Cars


Mini Rebuild

 

Step 63 - More Wiring

 

Let's start off this latest installment with a fun photo:

Mini Rebuild - Step 63

What is that? It's a cement mixer with a Mini fuel tank strapped to it, of course. And this should make perfect sense to anyone who has followed this build for any length of time. I am attempting to clean up one of my prior mistakes - installing a tank liner product to the inside of the lefthand tank. The idea was to prevent rust inside the tank but the sealer never did adhere to all surfaces consistently. Sadly, it also wouldn't dislodge completely either.

 

Rather than allowing pieces of the liner to eventually clog my fuel system at random times, I decided to try and remove it comletely. I asked the powder coaters to sandblast the inside of the tank but they really couldn't access every nook and cranny. I then tried pouring MEK (methyl ethyl ketone - nasty stuff!) into the tank and letting it dissolve the liner but even it couldn't remove all of it. I then turned to physical abrasion. I found that I could get my arm inside of the tank through the fuel pump opening. With a long brush in hand I spent hours scraping away. I removed a considerable amount of liner but a lot remained. Next idea - I poured a box of large screws inside the tank, sealed it up and shook the tank as hard as I could. It worked but it was hard work and was going to take years. I then wrapped the tank in a couple of moving quilts and wedged the thing into the clothes drier. This was noisy but it worked...for a few minutes. At that point the drier would trip the thermal breaker and give up for a half hour.
--------
◆ Task set
a. Decide whether each statement agrees with the Mini rebuild text, and answer yes or no for each, quoting the deciding words from the text: (i) The powder coaters were able to sandblast every part of the tank's interior. (ii) MEK dissolved all of the liner. (iii) The writer could reach into the tank through the fuel pump opening.
b. Go on with the Mini rebuild text, picking up from its final sentence.
The records that come next are separate material and are unrelated to the Mini rebuild text.
--------
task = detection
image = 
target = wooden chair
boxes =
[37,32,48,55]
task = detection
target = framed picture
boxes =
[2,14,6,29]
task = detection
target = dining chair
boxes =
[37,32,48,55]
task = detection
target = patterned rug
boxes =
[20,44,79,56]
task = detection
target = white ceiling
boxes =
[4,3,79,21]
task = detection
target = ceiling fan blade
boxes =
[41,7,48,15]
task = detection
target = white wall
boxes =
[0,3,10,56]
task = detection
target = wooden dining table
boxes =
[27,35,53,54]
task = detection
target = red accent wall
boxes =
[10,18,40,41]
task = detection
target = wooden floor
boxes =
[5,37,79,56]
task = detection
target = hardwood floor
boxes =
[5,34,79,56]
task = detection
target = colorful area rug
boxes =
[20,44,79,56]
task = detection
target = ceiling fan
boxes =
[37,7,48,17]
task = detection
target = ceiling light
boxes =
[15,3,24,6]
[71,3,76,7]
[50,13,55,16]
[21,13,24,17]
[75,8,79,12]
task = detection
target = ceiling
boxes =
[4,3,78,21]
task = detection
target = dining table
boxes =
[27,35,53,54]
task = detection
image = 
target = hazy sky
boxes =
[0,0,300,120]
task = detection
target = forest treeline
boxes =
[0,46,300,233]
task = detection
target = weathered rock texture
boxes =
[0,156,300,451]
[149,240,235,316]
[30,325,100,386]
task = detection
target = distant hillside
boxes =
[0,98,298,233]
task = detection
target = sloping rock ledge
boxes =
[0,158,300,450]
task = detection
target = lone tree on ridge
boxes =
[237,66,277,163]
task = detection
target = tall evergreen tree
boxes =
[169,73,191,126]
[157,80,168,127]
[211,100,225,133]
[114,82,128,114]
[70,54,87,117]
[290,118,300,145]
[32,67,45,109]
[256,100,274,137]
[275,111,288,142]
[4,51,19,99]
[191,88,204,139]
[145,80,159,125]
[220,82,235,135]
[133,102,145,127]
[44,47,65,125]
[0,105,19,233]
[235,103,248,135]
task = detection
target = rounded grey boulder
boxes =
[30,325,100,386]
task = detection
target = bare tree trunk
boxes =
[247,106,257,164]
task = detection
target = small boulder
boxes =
--------
◆ Answers in order
a.
(i) No: "they really couldn't access every nook and cranny."
(ii) No: "even it couldn't remove all of it."
(iii) Yes: "I found that I could get my arm inside of the tank through the fuel pump opening."

b.
It was at this point that I decided not to waste any time on this problem. I purchased an inexpensive cement mixer from Harbor Freight, assembled it with the top half of the lid off and strapped the tank to it. Now I can spin the tank as long as I'd like non-stop. I've poked a flashlight down the filler neck a couple times and the results are good. Another few hours and I think I will have a working fuel tank.

 

The end result of all this is a great lesson - just use the fuel tank. If and when it rusts, deal with it then. Or "If it's not broke, don't fix it."

 

Mini Rebuild - Step 63

After much debate and research I finally purchased a set of GoJaks. These things are great and I should have bought them a long time ago. As you step down on the grey foot pedal the sides of the jack ratchet inwards, picking the wheel and tire up off the ground. With all four wheels in the air you can roll the car around the garage quickly and easily.

 

Mini Rebuild - Step 63

Whichever end of the car that I will be working on will get rotated closest to the work bench.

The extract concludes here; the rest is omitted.